• **RECORDED INFORMATION**:
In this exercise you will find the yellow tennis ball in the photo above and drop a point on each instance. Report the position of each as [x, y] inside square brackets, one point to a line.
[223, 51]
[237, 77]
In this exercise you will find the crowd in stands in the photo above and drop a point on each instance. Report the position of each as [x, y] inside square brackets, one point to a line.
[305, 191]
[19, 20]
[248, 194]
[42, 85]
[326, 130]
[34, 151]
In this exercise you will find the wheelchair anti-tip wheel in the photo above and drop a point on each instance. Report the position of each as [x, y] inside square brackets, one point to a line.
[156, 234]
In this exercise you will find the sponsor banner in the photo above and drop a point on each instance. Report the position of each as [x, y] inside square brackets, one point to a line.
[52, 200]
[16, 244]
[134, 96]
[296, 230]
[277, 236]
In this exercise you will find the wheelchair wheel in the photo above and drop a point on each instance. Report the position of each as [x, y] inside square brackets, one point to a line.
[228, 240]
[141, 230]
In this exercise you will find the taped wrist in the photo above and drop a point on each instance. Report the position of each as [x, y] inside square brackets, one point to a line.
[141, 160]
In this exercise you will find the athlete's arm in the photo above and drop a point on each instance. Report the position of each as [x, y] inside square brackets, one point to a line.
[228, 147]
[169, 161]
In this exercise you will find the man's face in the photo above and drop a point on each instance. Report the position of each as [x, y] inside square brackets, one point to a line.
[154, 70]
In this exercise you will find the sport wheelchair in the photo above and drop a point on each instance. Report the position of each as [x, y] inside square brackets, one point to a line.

• **PROBLEM DETAILS**: Print the entries exactly. Include every one.

• **CORRECT OUTPUT**:
In this exercise you will find the yellow tennis ball in the photo above and drop a point on each instance. Report the position of each as [x, y] inside square brackets, one point to a line.
[223, 51]
[237, 77]
In this exercise you will find the crowd in stands in the photo above and drop a point on each instance. Report the position of each as [x, y] inside square brackets, one point to a line.
[305, 191]
[19, 20]
[248, 194]
[42, 85]
[326, 130]
[34, 151]
In this exercise you will find the wheelchair anti-tip wheel in the photo above and drop a point on each instance. Report the position of each as [x, y] inside square brackets, one point to a line.
[156, 234]
In this exercise you will find the sponsor banner in the photo above and drop a point on each instance. Report the position of each as [x, y] inside square brackets, one point to a line.
[52, 200]
[16, 244]
[134, 96]
[296, 230]
[277, 236]
In this exercise you will find the wheelchair wheel in the photo above and drop a point on each instance. Report the position of each as [x, y] inside square brackets, one point to a line.
[228, 240]
[141, 230]
In this exercise you will find the taped wrist in the photo above and drop a point on each instance. Report the position of each as [x, y] inside square brackets, one point to a line.
[141, 160]
In this exercise you will find the athlete's arm in the photo above and drop a point on each instance. Report the position of each as [x, y] inside square brackets, one point to a line.
[228, 147]
[169, 161]
In this exercise you will find the man's face in the photo above and drop a point on each instance. Report the position of each as [x, y] inside square brackets, one point to a line.
[154, 70]
In this exercise you will find the sport wheelchair in the photo above and drop a point on each instance. Report the position of each as [x, y] inside square brackets, one point to a line.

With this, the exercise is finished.